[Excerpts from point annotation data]
= = = = =

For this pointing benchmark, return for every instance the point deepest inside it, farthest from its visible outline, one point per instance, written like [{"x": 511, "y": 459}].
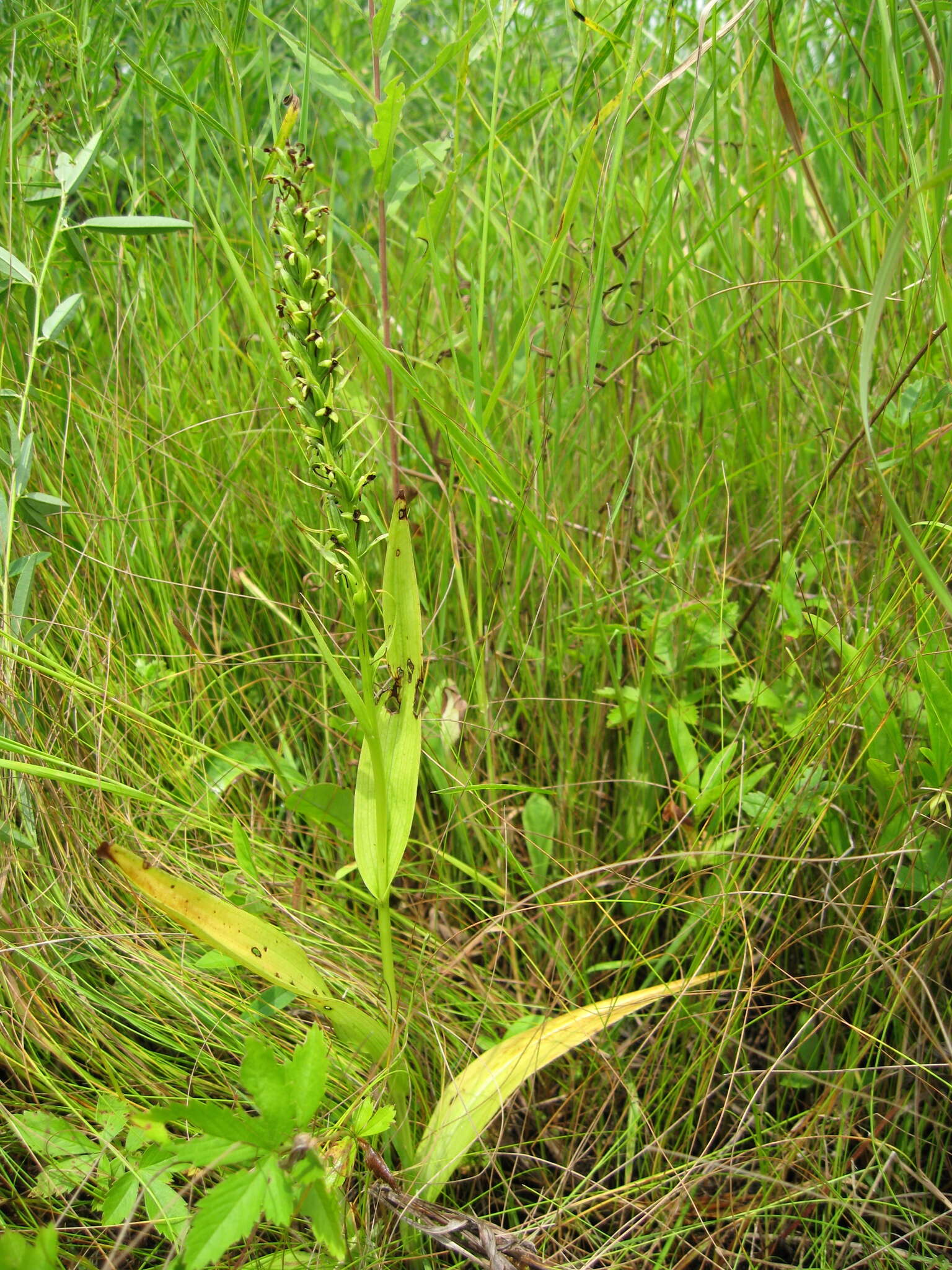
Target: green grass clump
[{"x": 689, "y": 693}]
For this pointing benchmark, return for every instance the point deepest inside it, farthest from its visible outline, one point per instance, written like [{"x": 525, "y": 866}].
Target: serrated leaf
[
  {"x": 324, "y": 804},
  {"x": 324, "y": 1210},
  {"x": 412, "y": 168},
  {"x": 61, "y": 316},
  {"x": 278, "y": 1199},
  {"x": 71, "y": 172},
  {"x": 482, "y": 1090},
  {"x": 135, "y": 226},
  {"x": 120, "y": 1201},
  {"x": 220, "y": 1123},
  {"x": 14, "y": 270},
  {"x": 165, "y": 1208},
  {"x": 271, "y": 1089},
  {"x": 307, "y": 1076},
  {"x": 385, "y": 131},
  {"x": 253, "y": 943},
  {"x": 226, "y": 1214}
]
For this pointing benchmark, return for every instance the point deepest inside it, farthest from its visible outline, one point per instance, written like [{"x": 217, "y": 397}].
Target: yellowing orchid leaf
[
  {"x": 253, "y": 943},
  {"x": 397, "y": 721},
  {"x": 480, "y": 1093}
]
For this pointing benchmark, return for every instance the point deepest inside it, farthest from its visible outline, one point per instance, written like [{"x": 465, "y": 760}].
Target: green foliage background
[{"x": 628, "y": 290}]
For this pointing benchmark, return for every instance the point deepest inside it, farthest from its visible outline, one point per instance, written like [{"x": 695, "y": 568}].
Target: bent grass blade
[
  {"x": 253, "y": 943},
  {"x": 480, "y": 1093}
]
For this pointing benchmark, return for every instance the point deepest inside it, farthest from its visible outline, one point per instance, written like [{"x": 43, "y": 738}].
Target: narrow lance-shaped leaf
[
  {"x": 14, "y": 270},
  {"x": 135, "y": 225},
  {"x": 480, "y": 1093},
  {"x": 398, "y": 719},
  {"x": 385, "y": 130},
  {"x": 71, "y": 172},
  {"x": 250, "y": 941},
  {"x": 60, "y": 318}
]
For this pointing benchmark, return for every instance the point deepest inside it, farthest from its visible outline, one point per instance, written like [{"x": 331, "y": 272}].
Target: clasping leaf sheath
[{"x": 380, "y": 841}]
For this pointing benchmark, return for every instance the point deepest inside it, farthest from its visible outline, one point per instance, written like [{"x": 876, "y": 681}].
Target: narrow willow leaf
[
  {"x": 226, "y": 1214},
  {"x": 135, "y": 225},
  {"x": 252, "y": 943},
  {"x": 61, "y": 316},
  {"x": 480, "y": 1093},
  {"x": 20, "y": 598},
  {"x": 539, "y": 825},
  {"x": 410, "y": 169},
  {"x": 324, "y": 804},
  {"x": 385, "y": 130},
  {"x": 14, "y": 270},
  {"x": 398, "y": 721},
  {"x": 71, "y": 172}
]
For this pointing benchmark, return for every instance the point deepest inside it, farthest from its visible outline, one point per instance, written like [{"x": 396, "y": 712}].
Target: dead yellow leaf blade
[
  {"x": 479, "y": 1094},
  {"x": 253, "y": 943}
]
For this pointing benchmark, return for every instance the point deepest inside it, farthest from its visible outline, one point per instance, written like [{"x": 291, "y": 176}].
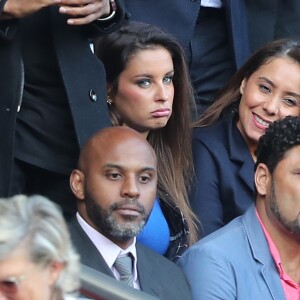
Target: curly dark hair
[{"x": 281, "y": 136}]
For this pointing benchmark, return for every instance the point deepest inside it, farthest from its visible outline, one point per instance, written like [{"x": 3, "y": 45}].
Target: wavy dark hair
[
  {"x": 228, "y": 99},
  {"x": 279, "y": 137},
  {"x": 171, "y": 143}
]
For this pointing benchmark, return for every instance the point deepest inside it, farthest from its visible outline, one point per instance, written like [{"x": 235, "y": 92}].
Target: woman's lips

= = = = =

Goal of the exercise:
Report every line of the items above that contains the string "dark", matching case exactly, and copy each such line in full.

Written solution:
Target: curly dark hair
Target: wavy dark hair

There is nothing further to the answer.